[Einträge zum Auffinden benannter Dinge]
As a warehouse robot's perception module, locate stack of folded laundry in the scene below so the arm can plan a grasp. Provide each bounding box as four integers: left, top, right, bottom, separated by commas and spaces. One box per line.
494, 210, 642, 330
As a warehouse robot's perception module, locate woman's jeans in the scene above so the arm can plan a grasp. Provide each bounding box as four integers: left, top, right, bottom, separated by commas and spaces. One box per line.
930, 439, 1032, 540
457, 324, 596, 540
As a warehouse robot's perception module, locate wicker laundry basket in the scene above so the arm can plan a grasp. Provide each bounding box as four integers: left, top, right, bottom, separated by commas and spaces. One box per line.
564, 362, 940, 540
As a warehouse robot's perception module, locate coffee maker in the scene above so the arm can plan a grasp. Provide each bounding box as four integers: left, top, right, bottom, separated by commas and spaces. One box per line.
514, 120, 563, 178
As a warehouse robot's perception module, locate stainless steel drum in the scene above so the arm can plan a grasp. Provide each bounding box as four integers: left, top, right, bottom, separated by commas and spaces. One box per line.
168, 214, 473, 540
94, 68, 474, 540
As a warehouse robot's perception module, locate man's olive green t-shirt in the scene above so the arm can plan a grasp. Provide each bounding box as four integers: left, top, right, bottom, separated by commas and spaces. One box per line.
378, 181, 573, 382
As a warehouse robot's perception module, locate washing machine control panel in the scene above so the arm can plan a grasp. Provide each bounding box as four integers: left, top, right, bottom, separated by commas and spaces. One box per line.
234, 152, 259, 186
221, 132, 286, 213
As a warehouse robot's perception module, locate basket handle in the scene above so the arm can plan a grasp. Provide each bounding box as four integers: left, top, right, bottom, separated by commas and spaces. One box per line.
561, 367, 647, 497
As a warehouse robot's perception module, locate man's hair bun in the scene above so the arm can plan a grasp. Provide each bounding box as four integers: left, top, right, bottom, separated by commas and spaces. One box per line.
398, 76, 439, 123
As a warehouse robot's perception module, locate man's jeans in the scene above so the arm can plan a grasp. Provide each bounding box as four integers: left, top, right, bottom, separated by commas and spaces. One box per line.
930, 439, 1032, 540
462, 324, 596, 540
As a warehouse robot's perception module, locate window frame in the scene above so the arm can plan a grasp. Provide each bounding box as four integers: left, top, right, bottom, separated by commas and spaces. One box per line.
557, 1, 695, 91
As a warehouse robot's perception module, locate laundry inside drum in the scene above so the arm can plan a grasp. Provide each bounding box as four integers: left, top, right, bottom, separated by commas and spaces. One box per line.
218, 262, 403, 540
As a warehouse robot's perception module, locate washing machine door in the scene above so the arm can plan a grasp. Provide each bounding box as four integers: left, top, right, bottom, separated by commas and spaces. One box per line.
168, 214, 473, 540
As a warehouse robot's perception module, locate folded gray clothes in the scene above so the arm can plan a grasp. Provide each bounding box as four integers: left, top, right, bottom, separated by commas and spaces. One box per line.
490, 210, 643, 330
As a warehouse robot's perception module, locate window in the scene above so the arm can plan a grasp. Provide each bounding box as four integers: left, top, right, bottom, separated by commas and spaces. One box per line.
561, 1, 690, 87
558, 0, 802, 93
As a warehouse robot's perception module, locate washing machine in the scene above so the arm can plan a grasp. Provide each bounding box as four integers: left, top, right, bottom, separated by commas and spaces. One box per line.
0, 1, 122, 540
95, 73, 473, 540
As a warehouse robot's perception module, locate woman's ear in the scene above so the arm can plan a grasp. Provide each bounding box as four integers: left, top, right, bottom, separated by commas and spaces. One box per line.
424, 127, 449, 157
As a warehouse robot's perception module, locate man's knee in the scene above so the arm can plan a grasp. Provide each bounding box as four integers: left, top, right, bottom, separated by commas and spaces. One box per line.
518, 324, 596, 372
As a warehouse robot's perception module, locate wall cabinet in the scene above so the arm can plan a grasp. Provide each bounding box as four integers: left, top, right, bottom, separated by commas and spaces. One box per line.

§ Aufgabenstellung: Gib diese Zeilen als nummerierte Liste wieder und lass dabei die Leerzeilen weg.

§ Erwartete Antwort:
1. As a warehouse robot's perception module, locate stack of folded laundry in the scene below so the arm can plan a grasp. Provide each bounding box as four integers: left, top, right, bottom, separated by commas and spaces. One box per line.
2. 494, 210, 642, 330
3. As a warehouse robot's perception module, locate woman's jeans in the scene above so the arm can plan a grasp. Provide each bounding box as four integers: left, top, right, bottom, separated by commas and spaces. One box per line.
4. 930, 439, 1032, 540
5. 457, 324, 596, 540
6. As a warehouse robot's perception module, locate wicker laundry basket in the scene above so the arm can plan a grasp. Provide each bounding box as four integers: left, top, right, bottom, separated by commas and spaces. One box per line.
7. 564, 362, 940, 540
8. As a warehouse robot's perception module, locate coffee maker in the scene above so the arm can plan a grasp. Provide each bounding box as four integers: left, top, right, bottom, separated by commas and spaces. One box per line.
9. 514, 120, 563, 178
10. As a warehouse robot's perception module, locate stainless steel drum in the scene above so the arm can plan a grasp. Provide each bounding box as four integers: left, top, right, bottom, separated by commas and spaces. One box per line.
11. 168, 214, 473, 540
12. 94, 68, 474, 540
13. As a warehouse robot's perception module, locate man's olive green t-shirt in the scene above so the arm can plan a grasp. Provide each bounding box as four integers: left, top, right, bottom, separated by commas and spaces. One box per line.
14. 378, 181, 573, 382
15. As a warehouse robot's perception module, locate washing machine control panel in the scene above so the arm can plan a grasp. Provide each bounding box as four integers: left, top, right, bottom, separated by commas and spaces. One box per line.
16. 234, 152, 259, 186
17. 221, 132, 286, 213
18. As a warehouse robot's perception module, locate basket handle in the scene above so the arm can plan a grasp. Provide each bounding box as four integers: left, top, right, bottom, separated by commas and spaces. One box per line.
19. 561, 367, 647, 497
20. As a warehouse robot's perception module, locate man's hair bun in the scene above so the arm can plan a grasp. Provide each bounding box as four integers: left, top, right, bottom, separated by commas and spaces. One box per line.
21. 398, 76, 439, 123
22. As a warehouse robot's perception module, locate man's jeans in the scene above so the arm can plan a grasp. Provide each bounding box as four integers: left, top, right, bottom, separated by commas and spaces. One box per line.
23. 930, 439, 1032, 540
24. 462, 324, 596, 540
25. As a warehouse robot's perception module, locate window frame in the scene above so the arm can plan a grasp. Provide each bounding box as four integers: left, top, right, bottom, separated by commas and spaces. One box per line.
26. 557, 1, 695, 91
27. As a warehouse robot's perception module, locate laundry inside drum in the scene above so the arm can plan a grasp. Provide each bounding box as four integers: left, top, right, bottom, separated by commas and spaces. One box per line.
28. 218, 262, 403, 540
29. As a warehouse robot's perception module, locate washing machine door in the scene above so the arm can plan a grasp. Provide each bounding box as four integers: left, top, right, bottom, separated by commas and spaces. One box per line.
30. 168, 214, 473, 540
31. As a warehouse robot's perception module, locate folded gray clothes in the scene above so the arm can plan a grasp. Provide each bounding box as four integers: left, top, right, bottom, separated by commas and spaces. One box per line.
32. 490, 210, 643, 330
33. As a warehouse robot's perception module, locate window in the scene above so the arm can plan a grasp. Provide each bounding box as four integers: left, top, right, bottom, separated by commas and spaces. One box per line.
34. 561, 1, 690, 87
35. 558, 0, 802, 93
36. As a warehouse robot's perception module, locate washing machine in the scene above so the arm can plan a grasp. Provide each bounding box as four integers: left, top, right, bottom, separated by commas and spaces. One box per line.
37. 0, 1, 122, 540
38. 95, 73, 473, 540
39. As a warehouse robot's perception module, locate woman's ear in the scene above so the arm can plan a grasp. Provide each bounding box as four integers: left, top, right, bottom, separated by commas and spaces. One box per line.
40. 424, 127, 449, 157
41. As a warehouse robot's perception module, locate man's knee in the scene above so the arm can plan a grasp. Provide each bounding box as four integers: left, top, right, bottom, separated by commas and spaces. One box per line.
42. 518, 324, 596, 372
43. As a warehouse robot's perception module, locate wall cabinet in the scene above so the arm can plan a grasp. Provide each bounding box as four integers: left, top, right, bottom, separated by commas and spaces. One box per line.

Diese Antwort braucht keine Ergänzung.